• PASSAGE FOR REVIEW:
Author: Anne Kling, Manager, Collections Databases
In an earlier post, we announced the sharing of over 60,000 of Museum Center’s Invertebrate Paleontology records to the global iDigBio website and explained how this benefits the scientific community. But, how does this actually happen? What steps are involved to place our records on an international research platform?
First, our Curator of Invertebrate Paleontology, Dr. Brenda Hunda, and several volunteers and interns completed the cataloging and georeferencing of thousands of IP specimens. Georeferencing is the process of assigning geographic coordinates based on the collection locality. Once we were satisfied with the content and quality of the IP records in our EMu database system that we wanted to submit to iDigBio, we needed to map (or match) our fields to the fields used by iDigBio. Many organizations that deal with biological research, like iDigBio, use the Darwin Core as their preferred standard for sharing specimen information. The Darwin Core was created in 1998 and is an extension of the Dublin Core, a set of metadata elements for the exchange of library data, which were established three years earlier in Dublin, Ohio. Metadata means “data about data” and here we are referring to data about an item or specimen. The Darwin Core defines a set of fields for the exchange of biological data. We selected 51 fields from Darwin Core for this project, covering everything from basic specimen information (i.e., catalog number, number of items, date collected, name of person who collected the specimen) to taxonomic classification (kingdom, order, class, genus, species, etc.), stratigraphy (the rock strata or layers), and locality/georeferencing data (continent, country, state, city, latitude, longitude, etc.).
Next we took our list of fields, along with some additional specifications from the iDigBio data ingestion guide, to our database vendor. The vendor added the Darwin Core fields to our Emu system, and one field was selected as the trigger field. This would automatically cause our data to be copied into the new fields. It also allows the system to reformat and concatenate data (concatenate means to link together in the row or chain) in the new fields without modifying the data in our original fields.
The next step in the process was to load our records into the Integrated Publishing Toolkit (IPT) used by the GBIF network (Global Biodiversity Information Facility) The IPT is “a free open source software tool written in Java that is used to publish and share biodiversity datasets”. We had the option of either installing and running the IPT ourselves and then sharing the records via an RSS feed or allowing our records to be hosted on the IPT at the Florida Museum of Natural History at the University of Florida. We chose the latter option. With the guidance of the staff at the University of Florida, we exported our IP records using the new Darwin Core fields, and they loaded them into their IPT. From there, the records were successfully ingested into iDigBio and were made available online with millions of biological and paleontological specimens from around the world.

• Descriptions of regions in natural language:

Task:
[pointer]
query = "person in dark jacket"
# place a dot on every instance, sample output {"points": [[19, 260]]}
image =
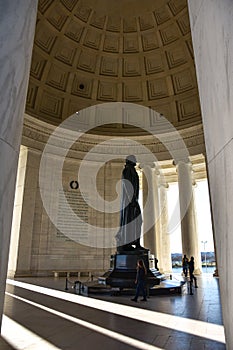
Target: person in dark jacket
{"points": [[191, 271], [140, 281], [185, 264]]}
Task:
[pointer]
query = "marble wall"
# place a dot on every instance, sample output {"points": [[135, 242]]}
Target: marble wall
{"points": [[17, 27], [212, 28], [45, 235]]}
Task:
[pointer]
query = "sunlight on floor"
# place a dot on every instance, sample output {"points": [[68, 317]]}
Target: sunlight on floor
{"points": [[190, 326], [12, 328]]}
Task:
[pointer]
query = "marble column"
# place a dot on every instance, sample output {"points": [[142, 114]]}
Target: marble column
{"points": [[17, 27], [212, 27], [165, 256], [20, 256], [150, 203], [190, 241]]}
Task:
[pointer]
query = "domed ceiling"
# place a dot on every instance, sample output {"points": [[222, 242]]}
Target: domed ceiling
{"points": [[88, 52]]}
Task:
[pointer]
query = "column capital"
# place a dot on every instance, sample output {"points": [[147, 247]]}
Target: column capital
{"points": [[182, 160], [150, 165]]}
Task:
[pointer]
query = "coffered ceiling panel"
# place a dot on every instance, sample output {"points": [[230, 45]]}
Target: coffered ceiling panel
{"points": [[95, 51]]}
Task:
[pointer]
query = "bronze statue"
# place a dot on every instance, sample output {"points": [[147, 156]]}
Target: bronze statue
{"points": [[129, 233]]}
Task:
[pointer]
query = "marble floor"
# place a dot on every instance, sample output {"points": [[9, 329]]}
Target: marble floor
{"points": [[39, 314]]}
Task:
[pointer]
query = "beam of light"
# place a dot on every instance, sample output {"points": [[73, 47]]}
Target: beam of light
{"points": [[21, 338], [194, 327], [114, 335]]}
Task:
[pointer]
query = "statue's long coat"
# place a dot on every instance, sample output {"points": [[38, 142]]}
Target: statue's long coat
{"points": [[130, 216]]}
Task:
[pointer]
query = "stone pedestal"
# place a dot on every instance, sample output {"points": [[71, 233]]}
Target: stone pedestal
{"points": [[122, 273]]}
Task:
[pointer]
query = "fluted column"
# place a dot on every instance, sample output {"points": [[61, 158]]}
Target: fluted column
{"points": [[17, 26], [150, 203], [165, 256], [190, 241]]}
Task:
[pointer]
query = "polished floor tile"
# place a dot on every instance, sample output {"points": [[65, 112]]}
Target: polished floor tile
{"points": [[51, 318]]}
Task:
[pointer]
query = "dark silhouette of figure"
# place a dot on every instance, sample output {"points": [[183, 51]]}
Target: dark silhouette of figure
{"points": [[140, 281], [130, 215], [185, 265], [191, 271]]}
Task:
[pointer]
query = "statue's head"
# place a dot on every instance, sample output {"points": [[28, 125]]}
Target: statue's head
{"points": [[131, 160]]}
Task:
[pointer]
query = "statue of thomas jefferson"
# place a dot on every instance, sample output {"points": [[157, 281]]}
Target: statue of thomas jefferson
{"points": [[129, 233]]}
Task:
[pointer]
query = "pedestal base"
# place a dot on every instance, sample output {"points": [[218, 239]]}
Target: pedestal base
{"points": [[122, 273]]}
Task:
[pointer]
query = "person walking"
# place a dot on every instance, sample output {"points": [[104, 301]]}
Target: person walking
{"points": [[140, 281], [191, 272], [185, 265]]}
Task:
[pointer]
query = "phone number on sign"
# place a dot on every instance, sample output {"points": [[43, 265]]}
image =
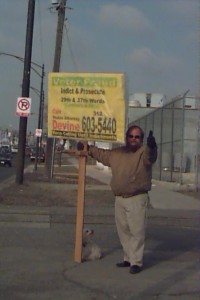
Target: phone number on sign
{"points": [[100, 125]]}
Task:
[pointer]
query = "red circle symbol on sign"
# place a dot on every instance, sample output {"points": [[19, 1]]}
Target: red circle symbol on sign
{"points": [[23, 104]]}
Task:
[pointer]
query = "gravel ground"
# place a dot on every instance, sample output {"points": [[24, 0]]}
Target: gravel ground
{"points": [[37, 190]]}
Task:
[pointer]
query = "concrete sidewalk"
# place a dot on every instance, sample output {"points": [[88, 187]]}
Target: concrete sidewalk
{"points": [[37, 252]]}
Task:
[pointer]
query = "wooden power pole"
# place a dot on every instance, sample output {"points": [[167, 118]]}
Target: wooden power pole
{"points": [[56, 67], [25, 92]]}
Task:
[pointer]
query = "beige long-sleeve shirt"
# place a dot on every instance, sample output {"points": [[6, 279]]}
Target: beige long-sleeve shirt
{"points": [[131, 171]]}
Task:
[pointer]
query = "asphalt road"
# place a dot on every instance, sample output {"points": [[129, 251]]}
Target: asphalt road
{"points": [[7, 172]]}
--
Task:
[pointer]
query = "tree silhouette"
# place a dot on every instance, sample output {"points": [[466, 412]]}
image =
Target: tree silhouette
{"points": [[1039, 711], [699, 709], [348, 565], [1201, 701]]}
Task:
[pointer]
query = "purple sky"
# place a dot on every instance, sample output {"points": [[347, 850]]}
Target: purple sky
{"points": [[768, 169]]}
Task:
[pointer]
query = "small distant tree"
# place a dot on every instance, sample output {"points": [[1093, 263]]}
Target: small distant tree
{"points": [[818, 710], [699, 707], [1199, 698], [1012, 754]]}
* * *
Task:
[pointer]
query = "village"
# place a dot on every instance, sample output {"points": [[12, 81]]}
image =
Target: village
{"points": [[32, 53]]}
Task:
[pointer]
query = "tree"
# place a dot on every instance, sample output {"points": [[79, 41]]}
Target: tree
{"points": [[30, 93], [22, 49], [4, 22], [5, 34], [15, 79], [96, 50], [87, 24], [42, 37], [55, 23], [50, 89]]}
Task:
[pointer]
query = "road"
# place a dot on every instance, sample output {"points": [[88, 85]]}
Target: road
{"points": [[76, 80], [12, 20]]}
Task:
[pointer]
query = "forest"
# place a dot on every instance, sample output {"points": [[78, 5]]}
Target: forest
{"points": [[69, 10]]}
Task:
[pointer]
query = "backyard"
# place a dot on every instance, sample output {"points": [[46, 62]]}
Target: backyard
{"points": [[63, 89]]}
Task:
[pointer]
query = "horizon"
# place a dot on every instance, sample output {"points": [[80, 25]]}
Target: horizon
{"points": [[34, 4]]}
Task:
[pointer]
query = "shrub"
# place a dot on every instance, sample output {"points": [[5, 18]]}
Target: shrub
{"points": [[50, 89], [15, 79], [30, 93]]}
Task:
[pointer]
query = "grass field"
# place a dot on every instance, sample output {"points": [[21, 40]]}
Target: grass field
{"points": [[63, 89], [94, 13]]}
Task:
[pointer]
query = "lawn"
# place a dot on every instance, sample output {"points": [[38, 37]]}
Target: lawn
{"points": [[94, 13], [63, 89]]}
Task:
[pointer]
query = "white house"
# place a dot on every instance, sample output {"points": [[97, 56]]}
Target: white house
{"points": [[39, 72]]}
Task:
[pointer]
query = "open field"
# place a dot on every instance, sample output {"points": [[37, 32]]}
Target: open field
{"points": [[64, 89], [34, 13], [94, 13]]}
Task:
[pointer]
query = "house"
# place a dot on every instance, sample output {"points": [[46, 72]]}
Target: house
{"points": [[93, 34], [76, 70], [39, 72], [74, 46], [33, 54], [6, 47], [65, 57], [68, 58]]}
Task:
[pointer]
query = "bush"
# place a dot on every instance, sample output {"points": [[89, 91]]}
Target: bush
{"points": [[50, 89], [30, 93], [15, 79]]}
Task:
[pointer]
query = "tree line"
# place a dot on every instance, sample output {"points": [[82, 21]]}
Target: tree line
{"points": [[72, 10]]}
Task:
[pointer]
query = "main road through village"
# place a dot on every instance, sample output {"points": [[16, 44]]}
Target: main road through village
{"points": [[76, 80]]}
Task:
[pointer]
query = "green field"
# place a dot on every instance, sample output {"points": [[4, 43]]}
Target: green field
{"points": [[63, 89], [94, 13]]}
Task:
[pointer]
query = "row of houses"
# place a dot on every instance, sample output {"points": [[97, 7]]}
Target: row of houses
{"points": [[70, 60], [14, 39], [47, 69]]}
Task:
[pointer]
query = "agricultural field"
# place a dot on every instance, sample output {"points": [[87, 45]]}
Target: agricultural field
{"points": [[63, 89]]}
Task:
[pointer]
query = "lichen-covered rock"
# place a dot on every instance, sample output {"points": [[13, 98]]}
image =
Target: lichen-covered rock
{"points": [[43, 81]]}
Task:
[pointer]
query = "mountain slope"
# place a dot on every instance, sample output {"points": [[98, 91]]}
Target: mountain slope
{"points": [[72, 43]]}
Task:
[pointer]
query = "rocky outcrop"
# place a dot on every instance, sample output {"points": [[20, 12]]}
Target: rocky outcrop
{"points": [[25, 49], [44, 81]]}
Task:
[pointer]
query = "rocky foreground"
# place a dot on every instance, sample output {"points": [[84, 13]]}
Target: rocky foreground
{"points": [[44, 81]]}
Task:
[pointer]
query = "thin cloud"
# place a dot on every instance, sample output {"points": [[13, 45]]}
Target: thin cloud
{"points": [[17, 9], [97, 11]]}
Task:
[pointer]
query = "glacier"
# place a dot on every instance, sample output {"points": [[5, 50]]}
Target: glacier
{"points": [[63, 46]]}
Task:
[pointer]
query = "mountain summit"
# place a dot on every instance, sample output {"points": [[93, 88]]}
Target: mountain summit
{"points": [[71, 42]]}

• TASKS TO PERFORM:
(A) In the museum post, how many Darwin Core fields were chosen for the project?
(B) Duplicate the museum post from "Author: Anne Kling, Manager, Collections" up to and including "international research platform?".
This material comes from a different source than the text.

• ANSWERS TO THE EXERCISES:
(A) 51 fields.

(B)
Author: Anne Kling, Manager, Collections Databases
In an earlier post, we announced the sharing of over 60,000 of Museum Center’s Invertebrate Paleontology records to the global iDigBio website and explained how this benefits the scientific community. But, how does this actually happen? What steps are involved to place our records on an international research platform?